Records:
[BEGIN]

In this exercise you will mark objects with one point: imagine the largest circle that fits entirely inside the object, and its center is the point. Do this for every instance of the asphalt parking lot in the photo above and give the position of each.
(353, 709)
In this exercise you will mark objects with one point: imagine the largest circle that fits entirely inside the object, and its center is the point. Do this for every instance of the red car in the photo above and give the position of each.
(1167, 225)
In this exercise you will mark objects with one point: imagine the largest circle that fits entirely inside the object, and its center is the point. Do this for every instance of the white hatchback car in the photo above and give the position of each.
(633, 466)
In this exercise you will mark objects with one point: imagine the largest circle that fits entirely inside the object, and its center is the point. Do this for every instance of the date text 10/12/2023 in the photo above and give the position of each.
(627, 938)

[END]

Write out these entries again, keeping every line the same.

» **THE OUTPUT**
In this exercise you will mark objects with one point: imagine the largest circle that fits entirely inside the object, and its center is the point. Do this for every instance of the asphalt parking lot in the photo above and give the position of each.
(353, 709)
In this exercise you will mark objects with one point: imagine the largest circle that fits entirely inside the object, and its center is the point. Do this for every instance of the red car in the photo above and give the position of each.
(1167, 225)
In this exercise you will mark objects with one point: imagine the largest circle that fits entirely inside the object, and its center is the point. Do this for every instance of the white hatchback car in the photo above and give the position of each.
(633, 466)
In this exercise you will mark objects with one point: imagine the largest circle that fits entirely inside the object, and its center is the point. Do this for every instance of the date text 10/12/2023 in the photo above and give the position of each.
(627, 938)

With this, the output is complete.